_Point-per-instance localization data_
--- START ---
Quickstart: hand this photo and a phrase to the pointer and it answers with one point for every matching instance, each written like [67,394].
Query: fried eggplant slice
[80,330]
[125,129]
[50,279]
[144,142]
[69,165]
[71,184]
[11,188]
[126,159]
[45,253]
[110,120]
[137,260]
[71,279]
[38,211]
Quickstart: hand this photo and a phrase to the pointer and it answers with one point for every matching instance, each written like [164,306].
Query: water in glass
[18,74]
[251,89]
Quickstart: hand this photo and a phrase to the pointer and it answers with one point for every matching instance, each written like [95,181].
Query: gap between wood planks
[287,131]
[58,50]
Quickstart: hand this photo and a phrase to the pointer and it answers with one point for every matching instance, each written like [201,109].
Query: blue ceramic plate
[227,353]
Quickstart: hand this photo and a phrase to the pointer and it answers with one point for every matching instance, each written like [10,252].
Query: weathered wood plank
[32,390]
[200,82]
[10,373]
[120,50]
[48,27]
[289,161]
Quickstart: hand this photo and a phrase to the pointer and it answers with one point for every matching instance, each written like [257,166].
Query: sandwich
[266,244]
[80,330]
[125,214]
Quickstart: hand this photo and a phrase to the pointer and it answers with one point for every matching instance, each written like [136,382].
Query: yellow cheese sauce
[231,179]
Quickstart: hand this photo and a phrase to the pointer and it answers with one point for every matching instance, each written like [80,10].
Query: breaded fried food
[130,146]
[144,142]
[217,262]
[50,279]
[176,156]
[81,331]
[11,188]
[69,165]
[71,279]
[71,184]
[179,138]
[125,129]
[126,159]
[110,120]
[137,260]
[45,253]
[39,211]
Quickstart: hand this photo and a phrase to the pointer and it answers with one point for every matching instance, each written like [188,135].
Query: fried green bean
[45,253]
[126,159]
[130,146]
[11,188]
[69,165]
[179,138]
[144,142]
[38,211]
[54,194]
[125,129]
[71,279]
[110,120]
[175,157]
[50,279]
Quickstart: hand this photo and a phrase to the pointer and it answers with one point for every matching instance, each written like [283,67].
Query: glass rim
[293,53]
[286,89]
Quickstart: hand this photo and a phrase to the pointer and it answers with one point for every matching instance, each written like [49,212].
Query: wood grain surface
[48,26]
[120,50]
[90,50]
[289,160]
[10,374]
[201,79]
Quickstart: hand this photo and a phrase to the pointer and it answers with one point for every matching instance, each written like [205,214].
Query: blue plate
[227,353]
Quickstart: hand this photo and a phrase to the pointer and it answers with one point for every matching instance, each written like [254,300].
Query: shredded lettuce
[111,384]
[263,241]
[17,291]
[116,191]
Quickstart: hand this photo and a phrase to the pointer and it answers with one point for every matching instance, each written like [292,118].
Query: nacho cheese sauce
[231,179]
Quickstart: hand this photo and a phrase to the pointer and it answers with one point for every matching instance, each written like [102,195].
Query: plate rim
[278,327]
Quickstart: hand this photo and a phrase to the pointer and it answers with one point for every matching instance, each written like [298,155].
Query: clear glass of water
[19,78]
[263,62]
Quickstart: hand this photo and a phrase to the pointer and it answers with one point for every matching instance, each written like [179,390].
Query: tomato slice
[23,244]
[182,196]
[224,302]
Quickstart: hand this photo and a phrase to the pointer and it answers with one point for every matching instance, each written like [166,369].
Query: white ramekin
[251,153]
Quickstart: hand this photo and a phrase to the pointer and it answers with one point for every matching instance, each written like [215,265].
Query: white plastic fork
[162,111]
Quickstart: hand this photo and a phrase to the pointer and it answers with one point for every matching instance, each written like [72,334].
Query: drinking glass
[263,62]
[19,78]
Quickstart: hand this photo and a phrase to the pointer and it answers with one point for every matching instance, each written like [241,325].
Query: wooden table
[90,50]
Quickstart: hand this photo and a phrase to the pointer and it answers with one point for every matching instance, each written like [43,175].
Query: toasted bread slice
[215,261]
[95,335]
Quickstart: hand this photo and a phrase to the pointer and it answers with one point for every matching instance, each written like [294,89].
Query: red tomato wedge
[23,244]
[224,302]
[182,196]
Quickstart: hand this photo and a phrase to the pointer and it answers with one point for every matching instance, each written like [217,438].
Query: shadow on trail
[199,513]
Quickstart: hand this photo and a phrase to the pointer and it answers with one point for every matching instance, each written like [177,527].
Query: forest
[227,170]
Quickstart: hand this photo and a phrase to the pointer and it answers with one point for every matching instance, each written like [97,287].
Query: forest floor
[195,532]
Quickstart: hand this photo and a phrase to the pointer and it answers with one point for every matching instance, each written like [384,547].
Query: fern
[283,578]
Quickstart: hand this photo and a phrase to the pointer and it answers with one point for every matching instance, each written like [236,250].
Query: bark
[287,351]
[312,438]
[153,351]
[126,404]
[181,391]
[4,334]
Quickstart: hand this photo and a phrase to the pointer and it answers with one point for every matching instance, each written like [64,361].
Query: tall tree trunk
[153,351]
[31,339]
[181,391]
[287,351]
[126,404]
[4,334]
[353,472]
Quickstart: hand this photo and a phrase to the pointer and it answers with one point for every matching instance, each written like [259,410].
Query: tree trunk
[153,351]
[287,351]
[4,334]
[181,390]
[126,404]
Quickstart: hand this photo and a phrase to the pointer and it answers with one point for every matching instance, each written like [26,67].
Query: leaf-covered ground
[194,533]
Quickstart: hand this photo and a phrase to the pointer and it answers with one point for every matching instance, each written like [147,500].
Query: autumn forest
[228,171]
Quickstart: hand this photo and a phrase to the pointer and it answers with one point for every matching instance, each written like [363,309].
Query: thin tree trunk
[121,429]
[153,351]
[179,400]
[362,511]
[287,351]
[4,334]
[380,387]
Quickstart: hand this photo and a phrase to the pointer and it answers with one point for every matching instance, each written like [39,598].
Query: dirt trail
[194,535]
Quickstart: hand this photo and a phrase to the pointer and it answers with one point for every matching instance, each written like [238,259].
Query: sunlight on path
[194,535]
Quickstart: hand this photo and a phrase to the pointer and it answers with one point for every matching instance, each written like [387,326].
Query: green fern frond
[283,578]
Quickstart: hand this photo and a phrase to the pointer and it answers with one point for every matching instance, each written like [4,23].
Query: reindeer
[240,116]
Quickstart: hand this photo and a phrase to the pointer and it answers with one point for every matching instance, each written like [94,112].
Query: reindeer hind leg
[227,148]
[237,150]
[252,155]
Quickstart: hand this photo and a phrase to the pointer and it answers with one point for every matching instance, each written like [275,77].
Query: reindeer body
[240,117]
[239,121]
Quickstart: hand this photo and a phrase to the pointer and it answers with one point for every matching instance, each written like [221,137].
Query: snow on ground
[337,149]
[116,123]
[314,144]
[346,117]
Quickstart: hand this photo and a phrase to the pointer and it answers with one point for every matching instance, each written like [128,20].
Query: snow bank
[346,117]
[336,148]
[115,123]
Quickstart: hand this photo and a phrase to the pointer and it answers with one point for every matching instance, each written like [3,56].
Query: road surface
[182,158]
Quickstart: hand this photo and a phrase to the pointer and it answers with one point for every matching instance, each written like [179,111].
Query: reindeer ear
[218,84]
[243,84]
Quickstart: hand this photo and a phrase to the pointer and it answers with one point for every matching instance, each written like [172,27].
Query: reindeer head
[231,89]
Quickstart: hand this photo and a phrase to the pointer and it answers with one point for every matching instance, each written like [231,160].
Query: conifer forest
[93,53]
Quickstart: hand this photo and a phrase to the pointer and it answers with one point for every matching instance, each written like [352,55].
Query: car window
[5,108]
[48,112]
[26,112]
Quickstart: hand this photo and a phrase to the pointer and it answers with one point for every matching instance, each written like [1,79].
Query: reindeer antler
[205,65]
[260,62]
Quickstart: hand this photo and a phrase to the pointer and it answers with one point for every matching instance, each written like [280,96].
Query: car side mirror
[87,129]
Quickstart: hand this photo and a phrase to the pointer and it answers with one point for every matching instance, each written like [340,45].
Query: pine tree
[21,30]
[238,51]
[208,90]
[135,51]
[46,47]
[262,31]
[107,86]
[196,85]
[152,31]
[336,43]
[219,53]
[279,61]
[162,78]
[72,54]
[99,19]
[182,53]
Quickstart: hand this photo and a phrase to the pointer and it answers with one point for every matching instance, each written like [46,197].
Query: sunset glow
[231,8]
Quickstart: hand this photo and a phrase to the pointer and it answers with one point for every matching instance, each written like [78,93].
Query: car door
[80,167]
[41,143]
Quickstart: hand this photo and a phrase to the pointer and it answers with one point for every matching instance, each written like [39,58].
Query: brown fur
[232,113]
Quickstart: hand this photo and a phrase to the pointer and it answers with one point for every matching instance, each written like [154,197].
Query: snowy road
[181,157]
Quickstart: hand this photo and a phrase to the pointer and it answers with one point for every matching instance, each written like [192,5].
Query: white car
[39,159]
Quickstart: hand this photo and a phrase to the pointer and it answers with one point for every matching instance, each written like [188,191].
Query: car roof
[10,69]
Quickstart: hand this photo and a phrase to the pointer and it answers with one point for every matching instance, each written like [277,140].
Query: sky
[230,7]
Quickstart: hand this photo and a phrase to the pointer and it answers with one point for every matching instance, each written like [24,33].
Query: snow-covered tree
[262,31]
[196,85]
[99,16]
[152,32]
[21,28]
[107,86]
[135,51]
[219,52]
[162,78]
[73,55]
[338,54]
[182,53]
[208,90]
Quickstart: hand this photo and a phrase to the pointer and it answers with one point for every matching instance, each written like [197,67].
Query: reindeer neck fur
--- END ---
_What is required_
Beginning with the line that has "written like [164,306]." and ending with the line that has "written like [95,181].", set down the lines above exactly and include no others.

_Solution to this task_
Quickstart: hand this photo and a phrase to the pointer and it answers with one point for every matching instance, each written like [164,306].
Query: water in glass
[18,74]
[251,89]
Quickstart: hand this photo and a phrase to the pointer and it answers with one point for every matching instance, each written like [95,181].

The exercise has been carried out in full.